§ Work to be completed
Give the number of lines in the data that contain the word "ride"; no other text is needed.

(Dataset entries)
• • • • •
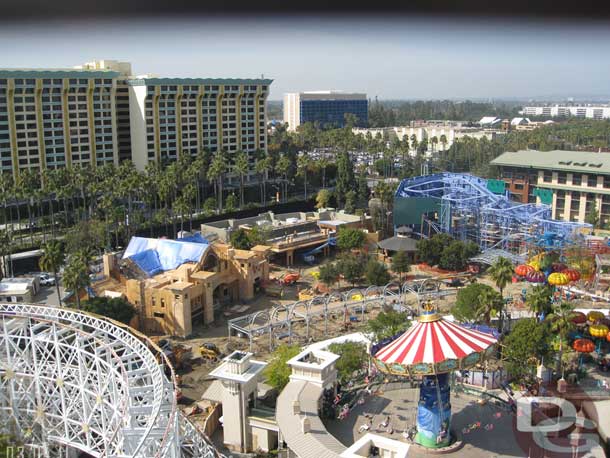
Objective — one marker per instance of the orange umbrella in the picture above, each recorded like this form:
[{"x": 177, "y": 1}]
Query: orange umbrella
[
  {"x": 572, "y": 274},
  {"x": 583, "y": 346},
  {"x": 578, "y": 318},
  {"x": 523, "y": 269},
  {"x": 598, "y": 330},
  {"x": 595, "y": 315}
]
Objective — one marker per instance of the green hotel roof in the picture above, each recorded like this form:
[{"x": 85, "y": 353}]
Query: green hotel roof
[
  {"x": 55, "y": 73},
  {"x": 195, "y": 81},
  {"x": 558, "y": 160}
]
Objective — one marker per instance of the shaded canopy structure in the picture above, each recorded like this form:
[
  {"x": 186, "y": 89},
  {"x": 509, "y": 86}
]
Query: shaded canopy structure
[{"x": 432, "y": 348}]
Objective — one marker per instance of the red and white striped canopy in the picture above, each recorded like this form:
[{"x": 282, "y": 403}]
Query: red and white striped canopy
[{"x": 433, "y": 342}]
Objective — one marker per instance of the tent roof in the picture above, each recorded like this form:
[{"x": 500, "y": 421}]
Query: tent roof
[
  {"x": 398, "y": 243},
  {"x": 434, "y": 342}
]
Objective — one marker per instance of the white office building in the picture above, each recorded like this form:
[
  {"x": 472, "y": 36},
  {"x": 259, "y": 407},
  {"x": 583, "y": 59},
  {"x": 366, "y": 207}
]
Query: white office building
[{"x": 577, "y": 111}]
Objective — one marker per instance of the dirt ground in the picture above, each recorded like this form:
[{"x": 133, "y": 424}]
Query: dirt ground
[{"x": 195, "y": 379}]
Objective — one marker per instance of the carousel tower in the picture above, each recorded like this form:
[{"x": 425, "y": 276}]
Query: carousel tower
[{"x": 433, "y": 348}]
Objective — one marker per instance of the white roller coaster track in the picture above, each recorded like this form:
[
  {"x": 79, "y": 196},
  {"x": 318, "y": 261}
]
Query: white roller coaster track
[{"x": 74, "y": 380}]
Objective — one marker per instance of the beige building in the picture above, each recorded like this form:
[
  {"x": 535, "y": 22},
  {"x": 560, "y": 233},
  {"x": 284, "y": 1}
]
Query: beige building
[
  {"x": 170, "y": 301},
  {"x": 99, "y": 112},
  {"x": 53, "y": 118},
  {"x": 576, "y": 182},
  {"x": 425, "y": 131}
]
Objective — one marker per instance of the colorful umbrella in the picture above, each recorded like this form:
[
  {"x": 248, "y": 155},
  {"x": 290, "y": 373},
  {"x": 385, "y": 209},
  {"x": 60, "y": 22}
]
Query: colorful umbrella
[
  {"x": 595, "y": 315},
  {"x": 583, "y": 346},
  {"x": 523, "y": 269},
  {"x": 598, "y": 330},
  {"x": 535, "y": 265},
  {"x": 559, "y": 267},
  {"x": 558, "y": 279},
  {"x": 578, "y": 318},
  {"x": 572, "y": 274},
  {"x": 535, "y": 277}
]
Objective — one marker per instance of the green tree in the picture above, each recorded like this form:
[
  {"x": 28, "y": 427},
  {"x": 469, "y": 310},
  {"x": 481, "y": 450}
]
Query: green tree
[
  {"x": 501, "y": 272},
  {"x": 277, "y": 371},
  {"x": 539, "y": 299},
  {"x": 350, "y": 202},
  {"x": 561, "y": 324},
  {"x": 323, "y": 198},
  {"x": 401, "y": 263},
  {"x": 387, "y": 324},
  {"x": 476, "y": 302},
  {"x": 430, "y": 250},
  {"x": 353, "y": 357},
  {"x": 114, "y": 308},
  {"x": 350, "y": 238},
  {"x": 240, "y": 240},
  {"x": 525, "y": 346},
  {"x": 209, "y": 205},
  {"x": 345, "y": 177},
  {"x": 351, "y": 267},
  {"x": 377, "y": 273},
  {"x": 231, "y": 203},
  {"x": 51, "y": 261},
  {"x": 76, "y": 275},
  {"x": 329, "y": 274}
]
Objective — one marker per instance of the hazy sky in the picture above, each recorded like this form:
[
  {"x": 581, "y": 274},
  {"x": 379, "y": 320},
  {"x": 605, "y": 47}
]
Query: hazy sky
[{"x": 388, "y": 58}]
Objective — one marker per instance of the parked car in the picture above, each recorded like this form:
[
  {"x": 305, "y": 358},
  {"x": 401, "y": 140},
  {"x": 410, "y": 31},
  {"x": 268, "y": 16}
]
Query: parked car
[{"x": 47, "y": 280}]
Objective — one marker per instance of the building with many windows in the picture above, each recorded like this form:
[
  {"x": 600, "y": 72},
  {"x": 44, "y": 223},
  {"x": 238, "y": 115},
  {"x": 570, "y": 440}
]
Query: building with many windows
[
  {"x": 328, "y": 108},
  {"x": 574, "y": 182},
  {"x": 173, "y": 116},
  {"x": 100, "y": 113},
  {"x": 51, "y": 118},
  {"x": 560, "y": 111}
]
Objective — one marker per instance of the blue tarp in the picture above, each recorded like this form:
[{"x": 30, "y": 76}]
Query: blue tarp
[
  {"x": 158, "y": 255},
  {"x": 195, "y": 238}
]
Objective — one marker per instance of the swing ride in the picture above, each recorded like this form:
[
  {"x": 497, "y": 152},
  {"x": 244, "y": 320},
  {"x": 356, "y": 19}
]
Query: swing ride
• • • • •
§ Answer to this exercise
2